Goals:
a) List every role the experts say the court may have seen the defendants as playing, according to the passage on the Ili court case.
b) From the rows, copy everything from the line containing "like point(30, 178)?" down to the line containing "point(242, 179)", switching "water reflection of mountain" to "mountain reflection in water" and keeping all else the same.

Document passage:
□ □ □ □ □
Ili Intermediate Court in the northwestern Xinjiang Uygur Autonomous Region (XUAR) convicted all 12 men in November 2008, months after they were detained in a so-called “Strike Hard” campaign against ethnic separatism before the August 2008 Olympics, according to a knowledgeable source who asked not to be identified.

The court handed down sentences to the men, all in their 20s and 30s, on March 24, 2009, the source and court documents indicated. Whether they would appeal or had appealed their sentences wasn’t clear.

Experts said that while all were convicted of “splitting the country,” they are likely to have drawn such disparate sentences, ranging from three years to life, based on whether the court perceived them as instigators, organizers, or followers in pursuing separatist aims.

Defendants accused of separatism typically face great difficulty in securing defense lawyers, who regard such cases as all but impossible to win and likely to incur official retaliation, experts say.

We’re not satisfied with this verdict...and we are all so surprised."

Seyitakhun, father of defendant

Closed trial

Seyitakhun, whose son Merdan Seyitakhun was the only defendant to draw a life sentence, said only one person from each defendant’s family was allowed to attend the trial.

He also disputed the charges against them, saying the men—none of whom has more than a middle-school education—were teaching Islam rather than fomenting unrest.

“It was a closed trial. All the parents demanded to be there and then the court allowed one person per family to attend,” he said in an interview.

“The government accused them of teaching religion, engaging in illegal religious activities, of ‘splitting the country ’... We’re not satisfied with this verdict ... and we are all so surprised. They should be punished like this for teaching religion?”

“They weren’t establishing an anti-government organization or using weapons to engage in terrorist acts or blow up buildings—they were teaching morality and religion to youths who had been on the street  and teaching them to do good deeds,” Seyitakhun said.

All 12 defendants were identified in the court document as self-employed Uyghur males detained in Ili prefecture’s Gulja county, Gulja city, and Nelka county in 2008. They were identified in court documents as follows:

1—Merdan Seyitakhun, Uyghur, male, from Tokhyuz township in Gulja county, with a middle-school education; born Nov. 23, 1973. Arrested April 14, 2008 by Ili city police and now held at Gulja county prison. Sentenced March 24, 2009 to life in prison for “splitting the country.”
□ □ □ □ □
Records for this task:
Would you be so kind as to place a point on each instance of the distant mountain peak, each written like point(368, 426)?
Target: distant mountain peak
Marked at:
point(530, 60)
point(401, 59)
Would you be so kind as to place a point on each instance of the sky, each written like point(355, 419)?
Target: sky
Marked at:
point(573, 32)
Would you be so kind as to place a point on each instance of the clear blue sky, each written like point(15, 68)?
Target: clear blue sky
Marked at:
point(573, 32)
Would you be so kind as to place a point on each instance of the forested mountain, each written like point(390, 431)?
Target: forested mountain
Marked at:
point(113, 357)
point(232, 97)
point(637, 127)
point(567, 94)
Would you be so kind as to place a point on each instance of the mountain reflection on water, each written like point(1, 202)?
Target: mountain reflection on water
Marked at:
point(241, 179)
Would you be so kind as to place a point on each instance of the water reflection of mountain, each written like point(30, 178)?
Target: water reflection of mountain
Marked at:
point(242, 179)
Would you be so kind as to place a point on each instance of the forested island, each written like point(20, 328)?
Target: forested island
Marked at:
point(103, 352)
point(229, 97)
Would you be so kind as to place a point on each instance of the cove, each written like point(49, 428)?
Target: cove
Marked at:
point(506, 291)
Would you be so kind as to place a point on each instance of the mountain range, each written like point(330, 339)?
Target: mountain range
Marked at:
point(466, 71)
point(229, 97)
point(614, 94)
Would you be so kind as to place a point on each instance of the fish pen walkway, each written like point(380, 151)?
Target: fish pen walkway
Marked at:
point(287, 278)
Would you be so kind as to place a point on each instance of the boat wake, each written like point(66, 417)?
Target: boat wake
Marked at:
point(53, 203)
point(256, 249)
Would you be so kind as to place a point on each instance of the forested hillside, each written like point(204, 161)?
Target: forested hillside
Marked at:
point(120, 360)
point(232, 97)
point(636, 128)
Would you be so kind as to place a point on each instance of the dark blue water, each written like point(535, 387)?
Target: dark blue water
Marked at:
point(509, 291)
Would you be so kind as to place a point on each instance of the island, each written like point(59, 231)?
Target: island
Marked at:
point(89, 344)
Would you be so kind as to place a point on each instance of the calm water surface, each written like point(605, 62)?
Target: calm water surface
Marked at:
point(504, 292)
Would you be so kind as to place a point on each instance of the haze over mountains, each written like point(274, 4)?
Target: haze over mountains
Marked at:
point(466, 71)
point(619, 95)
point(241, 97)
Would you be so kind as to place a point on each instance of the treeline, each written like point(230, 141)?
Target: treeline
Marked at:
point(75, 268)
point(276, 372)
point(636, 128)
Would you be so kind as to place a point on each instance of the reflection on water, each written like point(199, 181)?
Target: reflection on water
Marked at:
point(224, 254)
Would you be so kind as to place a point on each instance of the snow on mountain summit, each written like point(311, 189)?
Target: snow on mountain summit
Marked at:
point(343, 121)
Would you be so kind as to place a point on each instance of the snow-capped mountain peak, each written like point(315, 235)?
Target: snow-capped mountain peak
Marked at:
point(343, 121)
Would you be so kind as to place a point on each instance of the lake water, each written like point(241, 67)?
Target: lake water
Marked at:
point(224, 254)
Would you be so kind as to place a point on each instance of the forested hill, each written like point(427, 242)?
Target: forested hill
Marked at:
□ □ □ □ □
Answers provided:
a) instigators, organizers, followers

b)
Would you be so kind as to place a point on each instance of the mountain reflection in water, each written like point(30, 178)?
Target: mountain reflection in water
Marked at:
point(242, 179)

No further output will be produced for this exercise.